SOURCE EXCERPT.
## begin

To Be Average


I just got out of my Media lesson and I realized something: everyone I know has something about themselves, something in their personalities or a hobby that they do, that make them stand out from everybody else. You that popular saying “everyone is unique, just like everybody else?” That quote applies to everyone… everyone but me.

I honestly think there's something wrong with the way I'm wired.

What makes me stand out from the general public? What do I do that makes me stand out from my peers? Am I unique, just like everyone else?

I once took a test last year, I can’t recall if it was an IQ test or an aptitude one, but the result it gave me was 120. According to the grading sheet, my intelligence was average and that I was neither creative nor logical. Basically, I am average.

That’s a daunting thought because, well, I don’t want to be average. I don’t want to stand out either, because to stand out means to actually talk to people and be happy and polite all the time — I’m perfectly happy with my small group of friends, thanks. However, I really would like to have a defining oomph (I honestly don’t know how else to say it).

I’m not creative. I can’t draw or paint or design something to save my life. But I’d like to think that I can write a decent story. I’m no Shakespeare, but writing has always been a passion of mine.

I’m not logical either. In Pottermore, there was a chapter near the end of Philosopher’s Stone wherein you have to channel Hermione and figure out which potions are safe to drink else you would ‘die’. I worked for about twenty minutes on that riddle and still got it wrong, and in the end I gave up and just began choosing potions randomly.

## end

RECORD EXCERPTS.

## begin

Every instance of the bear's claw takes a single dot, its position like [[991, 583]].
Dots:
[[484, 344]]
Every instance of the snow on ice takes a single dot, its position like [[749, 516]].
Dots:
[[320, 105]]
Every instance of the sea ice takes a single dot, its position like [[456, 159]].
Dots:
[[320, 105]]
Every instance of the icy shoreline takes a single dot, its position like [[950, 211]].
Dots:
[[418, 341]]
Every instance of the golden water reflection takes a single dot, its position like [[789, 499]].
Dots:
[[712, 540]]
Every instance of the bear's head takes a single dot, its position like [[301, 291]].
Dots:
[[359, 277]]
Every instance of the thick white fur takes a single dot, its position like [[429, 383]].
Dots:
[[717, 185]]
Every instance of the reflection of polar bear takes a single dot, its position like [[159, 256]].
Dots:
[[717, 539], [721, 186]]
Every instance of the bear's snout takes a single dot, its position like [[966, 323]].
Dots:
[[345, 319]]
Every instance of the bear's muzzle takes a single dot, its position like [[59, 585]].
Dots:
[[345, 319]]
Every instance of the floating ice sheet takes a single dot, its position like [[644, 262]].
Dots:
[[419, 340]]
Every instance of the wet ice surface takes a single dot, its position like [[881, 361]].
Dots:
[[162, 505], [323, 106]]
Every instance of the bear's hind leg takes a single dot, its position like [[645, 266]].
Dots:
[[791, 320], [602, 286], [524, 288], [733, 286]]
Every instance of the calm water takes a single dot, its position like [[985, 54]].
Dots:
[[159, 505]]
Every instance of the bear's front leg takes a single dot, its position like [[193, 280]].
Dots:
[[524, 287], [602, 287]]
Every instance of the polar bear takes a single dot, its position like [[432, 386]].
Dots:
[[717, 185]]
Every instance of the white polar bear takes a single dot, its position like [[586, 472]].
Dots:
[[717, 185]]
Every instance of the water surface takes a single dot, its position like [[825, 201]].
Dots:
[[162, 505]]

## end

JOB. Can you reproduce the essay on being average in full, word for word? Work from the essay on being average alone, not from the entries.

RESULT OF THIS EXERCISE.
To Be Average


I just got out of my Media lesson and I realized something: everyone I know has something about themselves, something in their personalities or a hobby that they do, that make them stand out from everybody else. You that popular saying “everyone is unique, just like everybody else?” That quote applies to everyone… everyone but me.

I honestly think there's something wrong with the way I'm wired.

What makes me stand out from the general public? What do I do that makes me stand out from my peers? Am I unique, just like everyone else?

I once took a test last year, I can’t recall if it was an IQ test or an aptitude one, but the result it gave me was 120. According to the grading sheet, my intelligence was average and that I was neither creative nor logical. Basically, I am average.

That’s a daunting thought because, well, I don’t want to be average. I don’t want to stand out either, because to stand out means to actually talk to people and be happy and polite all the time — I’m perfectly happy with my small group of friends, thanks. However, I really would like to have a defining oomph (I honestly don’t know how else to say it).

I’m not creative. I can’t draw or paint or design something to save my life. But I’d like to think that I can write a decent story. I’m no Shakespeare, but writing has always been a passion of mine.

I’m not logical either. In Pottermore, there was a chapter near the end of Philosopher’s Stone wherein you have to channel Hermione and figure out which potions are safe to drink else you would ‘die’. I worked for about twenty minutes on that riddle and still got it wrong, and in the end I gave up and just began choosing potions randomly.